The exercise |
In the passage about Might is Right, who examined every edition line by line and recorded the differences?

Source text |
Among stacks of manuscripts, appeared entire sections of Might is Right in London’s own hand. Elated as I was, I was not surprised, knowing what I did of Jack London. If London didn’t author what I saw, he liked it so much he made his own copy. —ASL
Now for us, the mystery has been solved and we know from a preponderance of evidence that British-born Arthur Desmond, an atheist anarchistic Social Darwinist, poet, publisher and politician, was the man behind the mask. Several editions of his book appeared during his lifetime and he made alterations in the text for them. Trevor Blake took on the scholarly task of examining all of these editions, line by line, and documenting the variations. You hold in your hands the authoritative version of this controversial text which has served to inspire many who oppose the degrading collectivism of Christianity. As the values of the followers of the myth of Jesus have permeated our culture for over two millennia, it has always taken bravery to oppose what is widely accepted by the majority as being the “true and divinely ordained” perspective. Following Nietzsche and other adversarial thinkers with whom he was well-versed, Desmond here spat in the eye of the mythical Jehovah, cheekily plucking him by the beard, and we can still enjoy that act of rebellion. Since such divergent literature is not abundant, we pragmatic readers examine the totality of the concepts in MIR, and even though it contains wildly incongruent aspects, we don’t throw the baby out with the bathwater. LaVey focused the excerpts he took from Desmond’s work to project its quintessence: the rejection of forced egalitarianism via submission and instead championing a prideful self-determinism. That is not a distortion of Redbeard’s essential message, but it does reject elements of the work which contradict that premise by accepting collectivist thinking. LaVey did not intend for people who might examine the full text of MIR to do so uncritically, for certainly he didn’t, as we witness from his own words.
You are thus invited to take the journey yourself, to view with your own individualist sensibilities how Desmond cast a vision of a society which embraced the nature of the beast-called-man. Much of it is just as potent today as when it was penned—for submission to herd values through repression of independence and freedom of thought is now regularly practiced by the entire gamut of our society, from the left to the right wings. The current proliferation of self-appointed “thought police” using social media as their tribunal would have assuredly warmed the cockles of the hearts of now deceased Gestapo and NKVD agents, whose past strident demands for doctrinal purity are again de rigueur. Their cowardice for being unable to entertain, discuss or debate opposing concepts is contemptible. Too many today can’t bear being exposed to ideas which they don’t endorse, which might make them “feel bad.” They consider being offended as a mortal wound to their fragile perceptions and so they aggressively attempt to snuff out or silence anything with which they don’t agree—with social shaming and violence included in their methodology. But combatting these ideological thugs who would control what you are allowed to think by limiting what you are permitted to read requires that one be of sterner mettle.

Stored records |

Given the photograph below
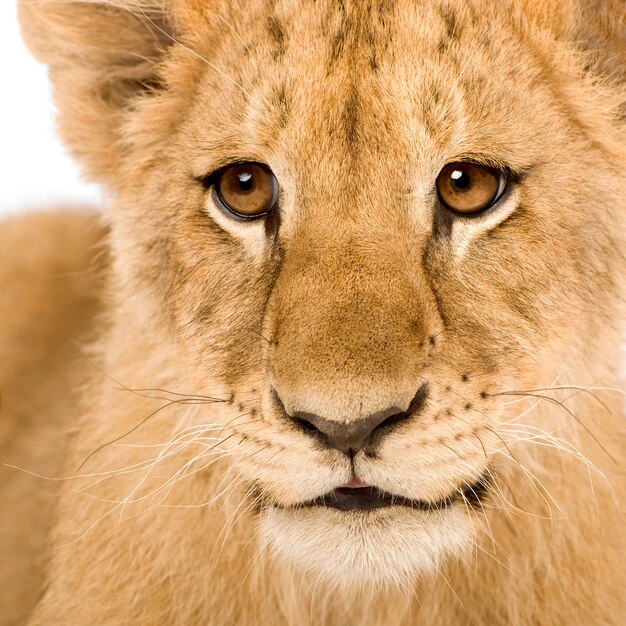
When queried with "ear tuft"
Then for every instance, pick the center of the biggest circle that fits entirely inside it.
(101, 54)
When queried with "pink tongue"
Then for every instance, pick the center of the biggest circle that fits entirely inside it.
(355, 483)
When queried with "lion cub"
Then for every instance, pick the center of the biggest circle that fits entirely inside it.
(344, 346)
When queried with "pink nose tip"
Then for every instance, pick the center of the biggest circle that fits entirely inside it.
(355, 483)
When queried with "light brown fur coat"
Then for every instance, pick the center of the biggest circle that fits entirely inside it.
(180, 482)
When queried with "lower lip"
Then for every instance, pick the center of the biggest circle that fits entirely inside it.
(369, 498)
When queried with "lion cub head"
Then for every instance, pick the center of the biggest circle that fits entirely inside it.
(363, 222)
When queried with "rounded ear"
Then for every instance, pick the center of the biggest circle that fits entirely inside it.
(100, 54)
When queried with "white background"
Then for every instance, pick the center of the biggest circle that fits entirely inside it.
(35, 169)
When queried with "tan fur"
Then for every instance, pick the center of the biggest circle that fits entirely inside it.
(181, 485)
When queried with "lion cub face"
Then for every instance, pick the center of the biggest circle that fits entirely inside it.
(362, 226)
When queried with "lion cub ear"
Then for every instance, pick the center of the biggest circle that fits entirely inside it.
(101, 54)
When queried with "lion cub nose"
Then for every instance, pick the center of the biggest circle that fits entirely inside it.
(351, 436)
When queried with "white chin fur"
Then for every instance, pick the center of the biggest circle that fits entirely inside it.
(385, 546)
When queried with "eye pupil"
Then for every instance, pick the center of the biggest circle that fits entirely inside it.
(246, 190)
(461, 179)
(245, 181)
(466, 187)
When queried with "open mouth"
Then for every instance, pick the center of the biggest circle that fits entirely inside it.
(368, 498)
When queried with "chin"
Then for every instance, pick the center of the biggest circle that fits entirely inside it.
(391, 546)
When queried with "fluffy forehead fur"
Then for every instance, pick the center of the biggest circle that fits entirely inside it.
(360, 292)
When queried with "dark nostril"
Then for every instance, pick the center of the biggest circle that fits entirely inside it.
(305, 424)
(351, 436)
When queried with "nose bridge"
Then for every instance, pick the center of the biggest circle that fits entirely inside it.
(347, 327)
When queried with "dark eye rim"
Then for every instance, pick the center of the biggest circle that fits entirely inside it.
(505, 182)
(210, 183)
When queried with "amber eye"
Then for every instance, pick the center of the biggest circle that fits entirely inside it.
(247, 190)
(469, 187)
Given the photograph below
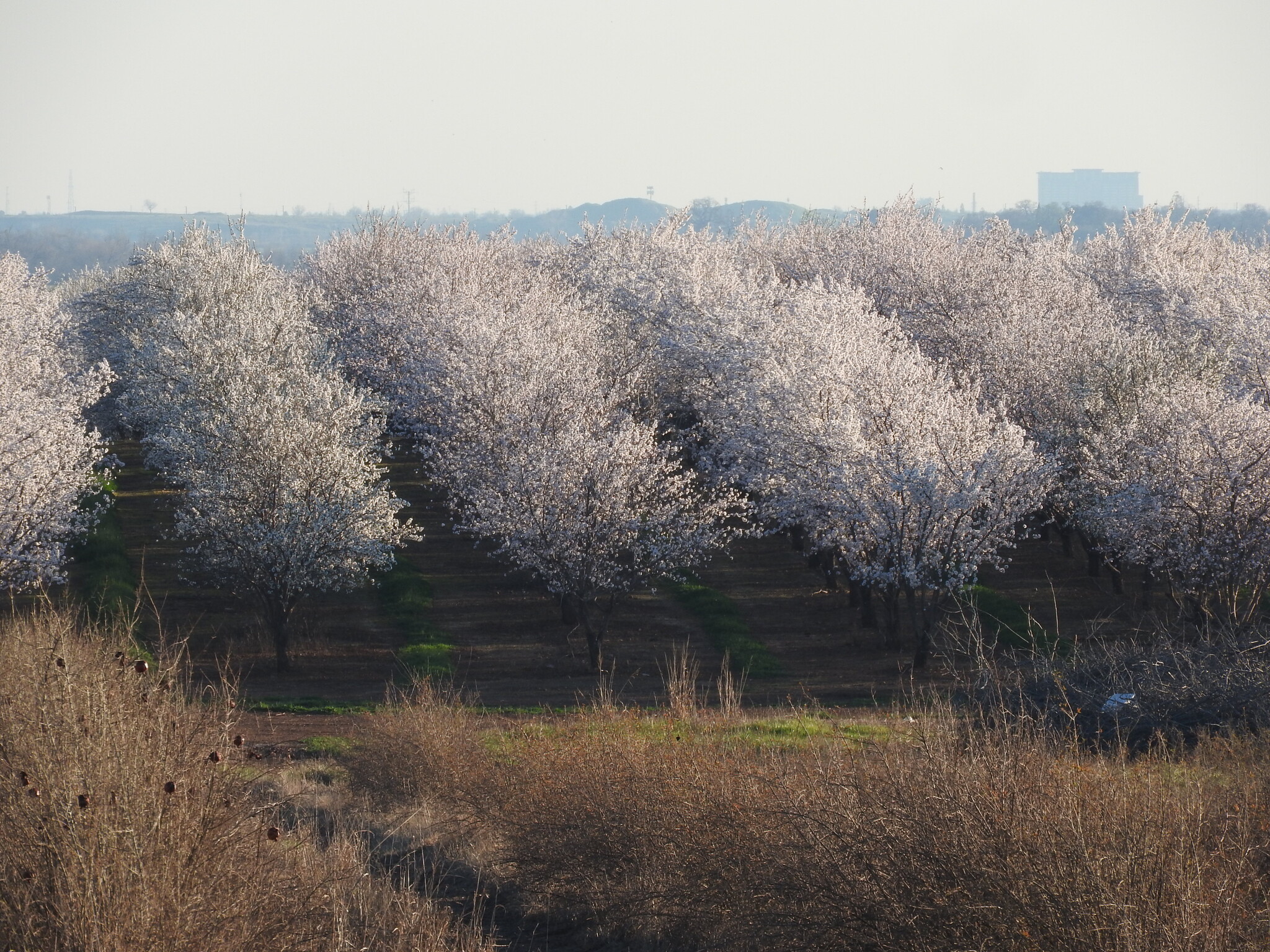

Task result |
Trevor Blake